## Records for processing
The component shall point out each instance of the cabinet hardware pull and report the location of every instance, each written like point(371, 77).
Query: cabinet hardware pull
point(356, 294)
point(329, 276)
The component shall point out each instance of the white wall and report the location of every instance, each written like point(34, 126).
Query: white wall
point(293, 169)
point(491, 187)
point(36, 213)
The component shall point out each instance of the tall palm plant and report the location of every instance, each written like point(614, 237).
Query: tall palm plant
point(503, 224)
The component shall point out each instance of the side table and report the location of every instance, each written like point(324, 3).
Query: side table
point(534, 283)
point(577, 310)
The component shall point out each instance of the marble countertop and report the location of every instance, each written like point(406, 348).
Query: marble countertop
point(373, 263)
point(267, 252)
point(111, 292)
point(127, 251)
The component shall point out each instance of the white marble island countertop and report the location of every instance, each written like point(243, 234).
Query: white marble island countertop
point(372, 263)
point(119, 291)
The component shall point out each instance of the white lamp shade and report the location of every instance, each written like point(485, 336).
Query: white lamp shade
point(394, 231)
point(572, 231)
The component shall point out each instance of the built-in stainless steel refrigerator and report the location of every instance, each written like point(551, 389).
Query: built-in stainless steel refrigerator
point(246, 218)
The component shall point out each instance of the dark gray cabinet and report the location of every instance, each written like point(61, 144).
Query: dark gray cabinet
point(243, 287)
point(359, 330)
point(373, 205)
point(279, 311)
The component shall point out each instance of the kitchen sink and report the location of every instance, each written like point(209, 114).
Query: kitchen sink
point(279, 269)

## Work task
None of the lines above may be skipped. Transcribe each one exactly.

## Solution below
The component shall point out each instance of the cabinet hardware pull and report the location of every instance, each written like point(371, 77).
Query: cabinet hardware pull
point(356, 294)
point(329, 276)
The component shall point out each instance of the white wall and report the location of every instance, each written like point(34, 126).
Query: white wall
point(293, 169)
point(491, 187)
point(36, 213)
The component shall point out each instance of the tall palm plant and report the location of every instance, each written like point(614, 237).
Query: tall palm plant
point(503, 224)
The component shall point out each instance of the side table and report the location of every instance, each written like point(324, 3).
Query: side table
point(534, 283)
point(577, 310)
The component shall point out each instance of the marble countertop and report the location of every instance, each written like point(406, 348).
Query: marble countertop
point(373, 263)
point(267, 252)
point(111, 292)
point(127, 251)
The component shall point out each instance of the white marble island countertop and report the location of every instance, each written like point(243, 234).
Query: white marble island countertop
point(372, 263)
point(119, 291)
The component shall point out each instance of the white lamp shade and report the location of every instance, each written like point(485, 336).
Query: white lamp shade
point(394, 231)
point(572, 231)
The component shall point out each instance of the built-in stainless steel refrigerator and report the location of every instance, each written like point(551, 389).
Query: built-in stainless steel refrigerator
point(246, 218)
The component shall point out each instance of the dark gray cabinet and report the location of every instance, each written like point(61, 144).
Query: dark gray cabinet
point(243, 287)
point(359, 330)
point(373, 205)
point(279, 311)
The component shall point out each instance of the kitchen sink and report the location of every instance, each written like point(209, 114).
Query: kitchen sink
point(279, 269)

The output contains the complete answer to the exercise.